**Written instruction:** Count the lines in the items below that contain the word "potted", and give only that number.

**Information provided:**

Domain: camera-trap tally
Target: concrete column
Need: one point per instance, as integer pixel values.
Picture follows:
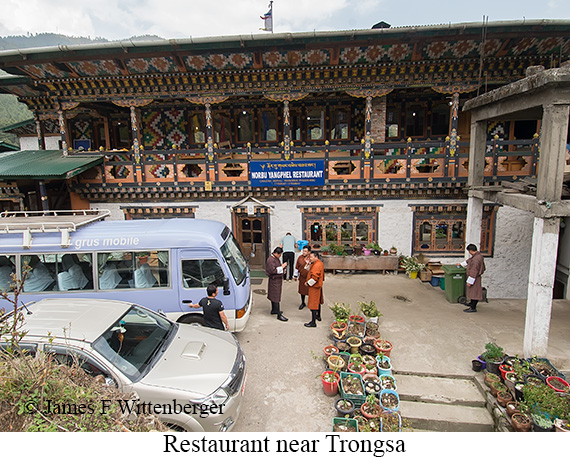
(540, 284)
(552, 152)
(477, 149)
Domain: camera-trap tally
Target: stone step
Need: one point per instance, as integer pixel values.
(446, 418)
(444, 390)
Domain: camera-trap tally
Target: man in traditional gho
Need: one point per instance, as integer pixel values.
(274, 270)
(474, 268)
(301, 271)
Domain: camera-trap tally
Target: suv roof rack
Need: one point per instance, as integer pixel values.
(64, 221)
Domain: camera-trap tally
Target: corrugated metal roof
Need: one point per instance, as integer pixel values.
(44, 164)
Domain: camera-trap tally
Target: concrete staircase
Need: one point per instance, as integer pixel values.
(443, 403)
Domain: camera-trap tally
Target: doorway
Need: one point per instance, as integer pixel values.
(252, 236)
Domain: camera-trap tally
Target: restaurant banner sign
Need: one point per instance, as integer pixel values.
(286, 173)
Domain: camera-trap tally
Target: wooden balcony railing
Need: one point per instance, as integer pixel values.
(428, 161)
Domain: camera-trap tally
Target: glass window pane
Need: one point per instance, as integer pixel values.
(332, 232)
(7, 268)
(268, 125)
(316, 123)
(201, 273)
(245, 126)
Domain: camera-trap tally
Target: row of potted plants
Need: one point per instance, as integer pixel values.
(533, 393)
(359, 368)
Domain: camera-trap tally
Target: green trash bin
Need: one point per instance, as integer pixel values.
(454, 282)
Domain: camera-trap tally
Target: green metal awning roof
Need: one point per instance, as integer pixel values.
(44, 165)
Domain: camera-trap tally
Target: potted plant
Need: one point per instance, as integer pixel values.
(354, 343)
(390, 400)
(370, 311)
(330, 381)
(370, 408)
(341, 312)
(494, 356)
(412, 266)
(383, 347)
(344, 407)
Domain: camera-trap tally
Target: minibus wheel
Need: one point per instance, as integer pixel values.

...

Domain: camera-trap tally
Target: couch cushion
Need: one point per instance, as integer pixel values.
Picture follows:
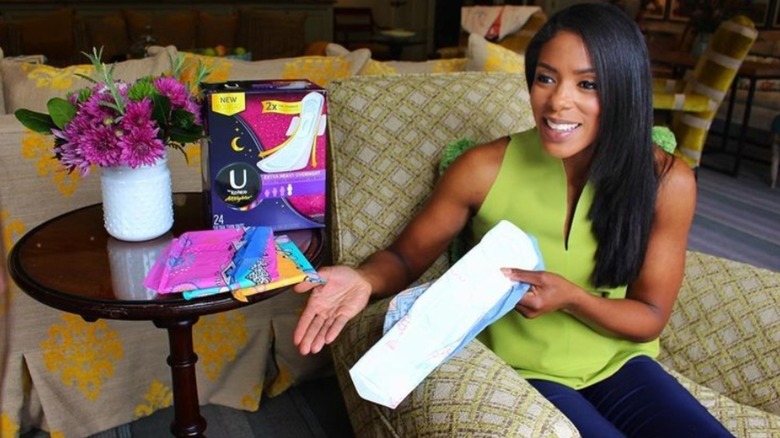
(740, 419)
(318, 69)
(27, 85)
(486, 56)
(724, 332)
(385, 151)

==

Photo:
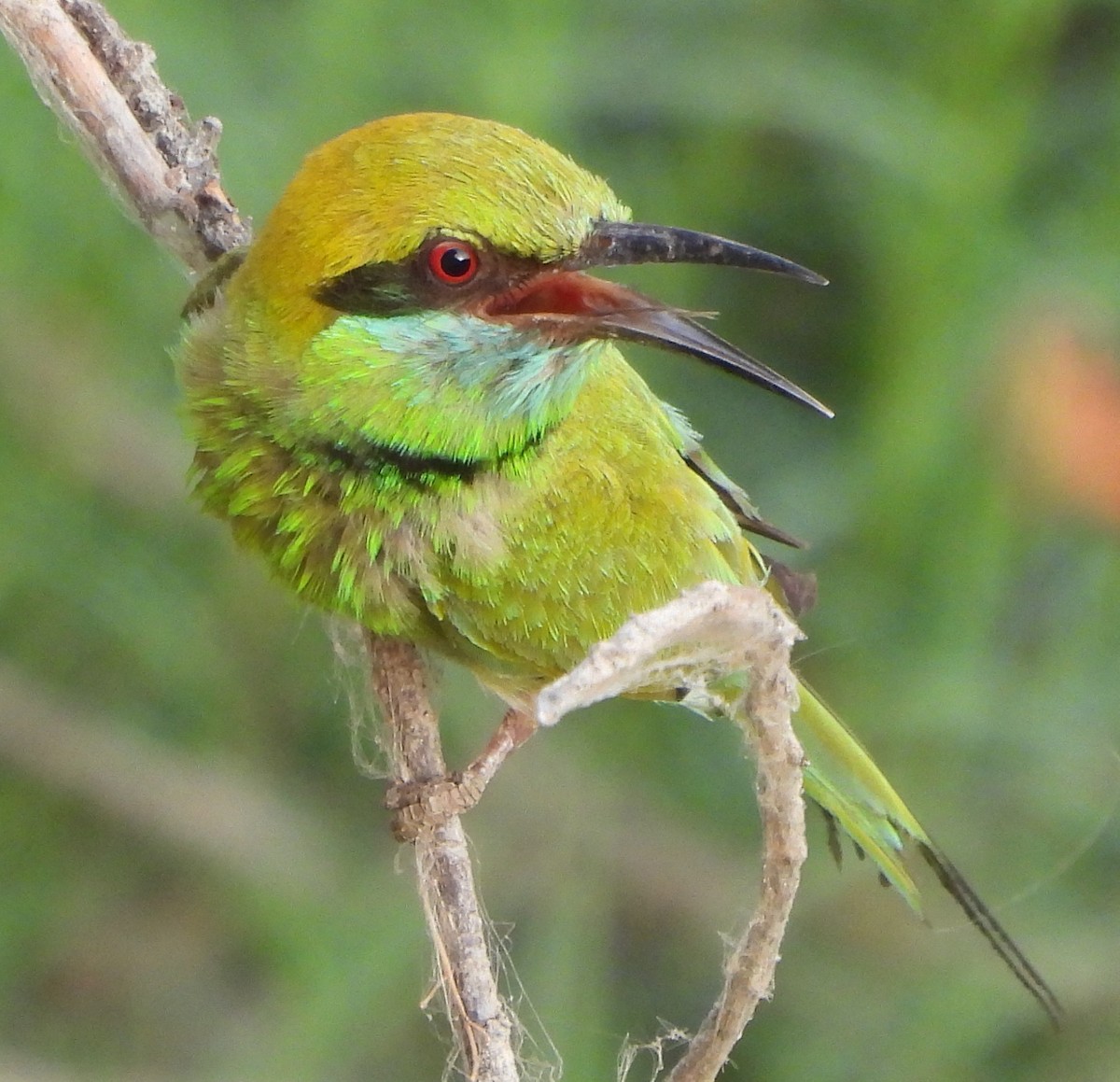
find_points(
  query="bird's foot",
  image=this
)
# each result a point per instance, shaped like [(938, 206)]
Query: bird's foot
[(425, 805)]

**Solution for this task:** 2